### What is being asked
An exact copy of all the data below is required.

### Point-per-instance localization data

□ □ □ □ □

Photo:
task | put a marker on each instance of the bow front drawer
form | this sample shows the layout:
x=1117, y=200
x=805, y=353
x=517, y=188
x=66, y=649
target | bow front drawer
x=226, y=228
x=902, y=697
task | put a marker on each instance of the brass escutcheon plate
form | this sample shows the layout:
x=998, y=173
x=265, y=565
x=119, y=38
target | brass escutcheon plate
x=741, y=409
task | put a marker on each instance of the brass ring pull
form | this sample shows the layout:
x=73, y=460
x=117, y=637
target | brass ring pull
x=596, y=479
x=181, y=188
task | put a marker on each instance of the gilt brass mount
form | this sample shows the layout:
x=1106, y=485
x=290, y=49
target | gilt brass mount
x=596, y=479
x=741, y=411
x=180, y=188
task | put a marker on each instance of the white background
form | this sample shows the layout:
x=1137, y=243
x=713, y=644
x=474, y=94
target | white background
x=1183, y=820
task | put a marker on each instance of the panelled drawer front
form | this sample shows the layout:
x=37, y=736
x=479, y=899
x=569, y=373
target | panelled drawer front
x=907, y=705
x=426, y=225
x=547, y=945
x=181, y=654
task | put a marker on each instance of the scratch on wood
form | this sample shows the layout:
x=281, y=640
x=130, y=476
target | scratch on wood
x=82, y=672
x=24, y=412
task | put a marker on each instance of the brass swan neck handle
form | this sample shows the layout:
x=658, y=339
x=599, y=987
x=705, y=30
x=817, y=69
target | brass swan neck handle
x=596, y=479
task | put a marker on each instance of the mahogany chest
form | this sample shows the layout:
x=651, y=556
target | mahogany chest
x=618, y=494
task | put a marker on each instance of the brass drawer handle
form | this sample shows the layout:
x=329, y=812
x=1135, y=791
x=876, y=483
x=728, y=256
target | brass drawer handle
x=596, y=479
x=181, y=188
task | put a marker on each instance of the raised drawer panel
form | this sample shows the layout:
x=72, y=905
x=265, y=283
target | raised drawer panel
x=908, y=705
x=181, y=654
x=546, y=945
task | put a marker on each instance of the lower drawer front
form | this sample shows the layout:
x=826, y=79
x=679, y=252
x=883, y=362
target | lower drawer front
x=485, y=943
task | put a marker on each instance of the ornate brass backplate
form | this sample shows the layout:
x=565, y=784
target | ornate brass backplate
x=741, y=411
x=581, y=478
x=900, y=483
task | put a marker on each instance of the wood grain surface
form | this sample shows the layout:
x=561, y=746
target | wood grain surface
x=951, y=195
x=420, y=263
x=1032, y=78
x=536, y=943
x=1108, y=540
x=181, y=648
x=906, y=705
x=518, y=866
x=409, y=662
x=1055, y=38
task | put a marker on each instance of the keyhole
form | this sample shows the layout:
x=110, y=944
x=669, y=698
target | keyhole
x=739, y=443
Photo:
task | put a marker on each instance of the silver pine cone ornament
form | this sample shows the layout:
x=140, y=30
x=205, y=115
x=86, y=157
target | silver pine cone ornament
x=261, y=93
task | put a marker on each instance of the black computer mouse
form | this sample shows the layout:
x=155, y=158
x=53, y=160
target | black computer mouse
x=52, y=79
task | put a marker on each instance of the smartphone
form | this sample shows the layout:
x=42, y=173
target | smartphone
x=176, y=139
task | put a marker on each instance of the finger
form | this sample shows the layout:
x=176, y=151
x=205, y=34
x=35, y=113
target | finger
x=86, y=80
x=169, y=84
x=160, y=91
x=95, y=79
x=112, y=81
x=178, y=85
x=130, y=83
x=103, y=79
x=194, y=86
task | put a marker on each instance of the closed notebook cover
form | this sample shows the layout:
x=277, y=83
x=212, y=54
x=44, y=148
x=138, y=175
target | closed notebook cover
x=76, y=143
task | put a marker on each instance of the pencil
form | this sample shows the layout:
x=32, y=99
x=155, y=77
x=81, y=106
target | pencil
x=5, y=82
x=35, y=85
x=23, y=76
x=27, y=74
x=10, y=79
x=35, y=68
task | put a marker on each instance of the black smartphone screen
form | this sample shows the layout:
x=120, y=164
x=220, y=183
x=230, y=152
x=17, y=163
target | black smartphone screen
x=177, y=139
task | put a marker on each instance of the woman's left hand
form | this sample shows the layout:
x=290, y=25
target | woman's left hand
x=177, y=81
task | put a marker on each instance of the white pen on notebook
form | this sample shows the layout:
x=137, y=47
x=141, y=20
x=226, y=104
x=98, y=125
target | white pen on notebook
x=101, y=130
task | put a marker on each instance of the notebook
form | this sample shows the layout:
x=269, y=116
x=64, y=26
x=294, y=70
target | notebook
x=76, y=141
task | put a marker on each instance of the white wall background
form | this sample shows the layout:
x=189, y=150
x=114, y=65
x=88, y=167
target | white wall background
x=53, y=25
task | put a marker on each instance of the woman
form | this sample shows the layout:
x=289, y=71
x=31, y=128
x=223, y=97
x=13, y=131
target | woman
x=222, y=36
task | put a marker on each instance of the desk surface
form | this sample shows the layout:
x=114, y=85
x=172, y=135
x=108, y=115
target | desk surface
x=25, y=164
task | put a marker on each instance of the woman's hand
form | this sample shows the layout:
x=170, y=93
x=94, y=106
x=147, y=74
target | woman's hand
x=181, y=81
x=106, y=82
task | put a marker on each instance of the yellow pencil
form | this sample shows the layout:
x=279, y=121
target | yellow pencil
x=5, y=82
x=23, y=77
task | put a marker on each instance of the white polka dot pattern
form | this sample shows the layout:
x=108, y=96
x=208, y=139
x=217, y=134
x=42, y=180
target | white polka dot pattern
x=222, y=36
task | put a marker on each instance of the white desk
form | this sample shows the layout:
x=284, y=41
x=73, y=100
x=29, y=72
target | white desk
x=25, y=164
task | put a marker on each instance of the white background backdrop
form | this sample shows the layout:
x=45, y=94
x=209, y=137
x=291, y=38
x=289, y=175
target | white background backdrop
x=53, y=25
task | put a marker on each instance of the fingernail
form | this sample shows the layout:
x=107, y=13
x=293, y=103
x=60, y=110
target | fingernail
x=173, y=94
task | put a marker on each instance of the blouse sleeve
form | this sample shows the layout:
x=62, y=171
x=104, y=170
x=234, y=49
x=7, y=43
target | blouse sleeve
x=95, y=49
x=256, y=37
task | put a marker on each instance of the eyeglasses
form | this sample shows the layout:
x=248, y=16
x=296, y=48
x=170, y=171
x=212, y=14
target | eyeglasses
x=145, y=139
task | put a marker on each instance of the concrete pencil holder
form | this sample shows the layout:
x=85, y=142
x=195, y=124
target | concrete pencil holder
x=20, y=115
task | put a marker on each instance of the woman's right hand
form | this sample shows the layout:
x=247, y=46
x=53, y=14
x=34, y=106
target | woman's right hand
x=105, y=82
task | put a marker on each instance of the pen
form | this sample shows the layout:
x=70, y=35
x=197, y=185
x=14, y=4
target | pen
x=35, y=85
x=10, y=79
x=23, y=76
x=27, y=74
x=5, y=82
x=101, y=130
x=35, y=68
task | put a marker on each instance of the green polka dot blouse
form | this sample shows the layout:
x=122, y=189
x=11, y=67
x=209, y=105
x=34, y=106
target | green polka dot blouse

□ □ □ □ □

### Response to this task
Photo:
task | put a marker on each instance of the bow front drawer
form | this sample shows the layout:
x=1117, y=200
x=805, y=353
x=517, y=188
x=66, y=649
target | bow front drawer
x=226, y=228
x=902, y=697
task | put a marker on each instance of the brass escutcheon plate
form | this sample shows the layout:
x=998, y=173
x=265, y=565
x=119, y=38
target | brass escutcheon plate
x=741, y=409
task | put a marker on each instance of the brass ring pull
form | this sample shows the layout:
x=73, y=460
x=117, y=637
target | brass ring pull
x=596, y=479
x=181, y=188
task | put a marker on each instance of the gilt brass mount
form | this sample shows the layout:
x=1106, y=485
x=290, y=49
target | gilt brass mount
x=596, y=479
x=741, y=411
x=180, y=188
task | put a marker on each instance of the white background
form | this sample shows the layout:
x=1137, y=243
x=713, y=644
x=474, y=94
target | white background
x=1183, y=820
task | put a marker on each instance of the panelled drawer front
form | this sample shows the layout:
x=37, y=736
x=479, y=899
x=569, y=373
target | panelled drawer front
x=907, y=705
x=426, y=225
x=547, y=945
x=181, y=654
task | put a marker on each instance of the scratch on wood
form | this sample shows the layout:
x=281, y=640
x=130, y=476
target | scratch on wood
x=82, y=672
x=24, y=412
task | put a marker on each instance of the brass swan neck handle
form | this sample shows the layout:
x=658, y=339
x=599, y=987
x=705, y=30
x=817, y=69
target | brass swan neck handle
x=596, y=479
task | put a marker on each instance of the mahogany chest
form | this sample shows the layout:
x=651, y=556
target | mahogany chest
x=618, y=494
task | put a marker on each instance of the brass drawer handle
form | this sample shows the layout:
x=329, y=812
x=1135, y=791
x=876, y=483
x=728, y=256
target | brass drawer handle
x=596, y=479
x=181, y=188
task | put a marker on each instance of the raised drawer panel
form | this sample shows the layout:
x=72, y=905
x=265, y=283
target | raised drawer panel
x=908, y=705
x=181, y=654
x=546, y=945
task | put a marker on each instance of the lower drawer front
form | this sample shows the layout:
x=826, y=79
x=679, y=252
x=883, y=362
target | lower drawer front
x=485, y=943
task | put a marker on each instance of the ornate brass backplate
form | this sample shows the layout:
x=565, y=784
target | ornate brass backplate
x=741, y=411
x=581, y=478
x=900, y=483
task | put a marker on each instance of the wood grain surface
form | this sample shows the layout:
x=561, y=746
target | wood grain surface
x=951, y=195
x=420, y=263
x=1032, y=78
x=536, y=943
x=1108, y=540
x=181, y=648
x=906, y=705
x=518, y=866
x=409, y=662
x=1055, y=38
task | put a marker on each instance of the keyhole
form | this sample shows the layout:
x=110, y=944
x=669, y=698
target | keyhole
x=739, y=443
Photo:
task | put a marker on each instance of the silver pine cone ornament
form | this sample shows the layout:
x=140, y=30
x=205, y=115
x=86, y=157
target | silver pine cone ornament
x=261, y=93
task | put a marker on each instance of the black computer mouse
form | this sample shows the layout:
x=155, y=158
x=53, y=160
target | black computer mouse
x=52, y=79
task | put a marker on each instance of the smartphone
form | this sample shows the layout:
x=42, y=173
target | smartphone
x=176, y=139
task | put a marker on each instance of the finger
form | this sample shows the layout:
x=176, y=151
x=205, y=34
x=35, y=113
target | finger
x=86, y=80
x=169, y=84
x=160, y=91
x=95, y=79
x=112, y=81
x=178, y=85
x=130, y=83
x=103, y=79
x=194, y=86
task | put a marker on each instance of the closed notebook cover
form | this sample shows the layout:
x=277, y=83
x=212, y=54
x=44, y=148
x=138, y=175
target | closed notebook cover
x=76, y=143
task | put a marker on each instance of the pencil
form | this sample shows the layout:
x=32, y=99
x=155, y=77
x=81, y=106
target | pencil
x=5, y=82
x=35, y=85
x=23, y=76
x=27, y=74
x=10, y=79
x=35, y=68
task | put a marker on each instance of the black smartphone screen
form | this sample shows the layout:
x=120, y=164
x=220, y=183
x=230, y=152
x=17, y=163
target | black smartphone screen
x=177, y=139
task | put a marker on each instance of the woman's left hand
form | this sample shows the layout:
x=290, y=25
target | woman's left hand
x=177, y=81
task | put a marker on each instance of the white pen on notebook
form | this sample shows the layout:
x=137, y=47
x=141, y=20
x=226, y=104
x=98, y=125
target | white pen on notebook
x=101, y=130
task | put a marker on each instance of the notebook
form | this sample shows the layout:
x=269, y=116
x=64, y=26
x=294, y=70
target | notebook
x=76, y=141
task | put a marker on each instance of the white wall background
form | this sample shows the layout:
x=189, y=150
x=114, y=65
x=88, y=167
target | white wall background
x=53, y=25
task | put a marker on each instance of the woman
form | this sample shows the layout:
x=289, y=71
x=31, y=128
x=223, y=97
x=13, y=131
target | woman
x=222, y=36
task | put a marker on each instance of the desk surface
form | this sample shows the layout:
x=114, y=85
x=172, y=135
x=108, y=115
target | desk surface
x=25, y=164
task | put a marker on each instance of the woman's hand
form | this sample shows the layout:
x=170, y=93
x=94, y=106
x=147, y=74
target | woman's hand
x=181, y=81
x=106, y=82
task | put a marker on each instance of the yellow pencil
form | this sample shows the layout:
x=279, y=121
target | yellow pencil
x=5, y=82
x=23, y=77
task | put a marker on each instance of the white polka dot pattern
form | this sample shows the layout:
x=108, y=96
x=208, y=139
x=217, y=134
x=42, y=180
target | white polka dot pattern
x=222, y=36
task | put a marker on each instance of the white desk
form | this sample shows the layout:
x=284, y=41
x=73, y=100
x=29, y=72
target | white desk
x=25, y=164
task | put a marker on each instance of the white background backdrop
form | this sample shows the layout:
x=45, y=94
x=209, y=137
x=291, y=38
x=289, y=175
target | white background backdrop
x=53, y=25
task | put a marker on each instance of the fingernail
form | this sample shows the layout:
x=107, y=13
x=293, y=103
x=60, y=110
target | fingernail
x=173, y=94
task | put a marker on each instance of the blouse sleeve
form | this sample shows the layout:
x=62, y=171
x=104, y=170
x=234, y=49
x=7, y=43
target | blouse sleeve
x=95, y=49
x=256, y=37
task | put a marker on each instance of the eyeglasses
form | this sample shows the layout:
x=248, y=16
x=296, y=48
x=170, y=171
x=212, y=14
target | eyeglasses
x=145, y=139
task | put a marker on each instance of the concrete pencil holder
form | this sample shows the layout:
x=85, y=142
x=195, y=124
target | concrete pencil holder
x=20, y=115
task | put a marker on each instance of the woman's right hand
form | this sample shows the layout:
x=247, y=46
x=53, y=14
x=34, y=106
target | woman's right hand
x=105, y=82
task | put a marker on each instance of the pen
form | this sample shows the layout:
x=70, y=35
x=197, y=185
x=14, y=4
target | pen
x=35, y=85
x=10, y=79
x=23, y=76
x=27, y=74
x=5, y=82
x=101, y=130
x=35, y=68
task | put a marker on each instance of the green polka dot blouse
form | this sample shows the layout:
x=122, y=189
x=11, y=67
x=209, y=105
x=34, y=106
target | green polka dot blouse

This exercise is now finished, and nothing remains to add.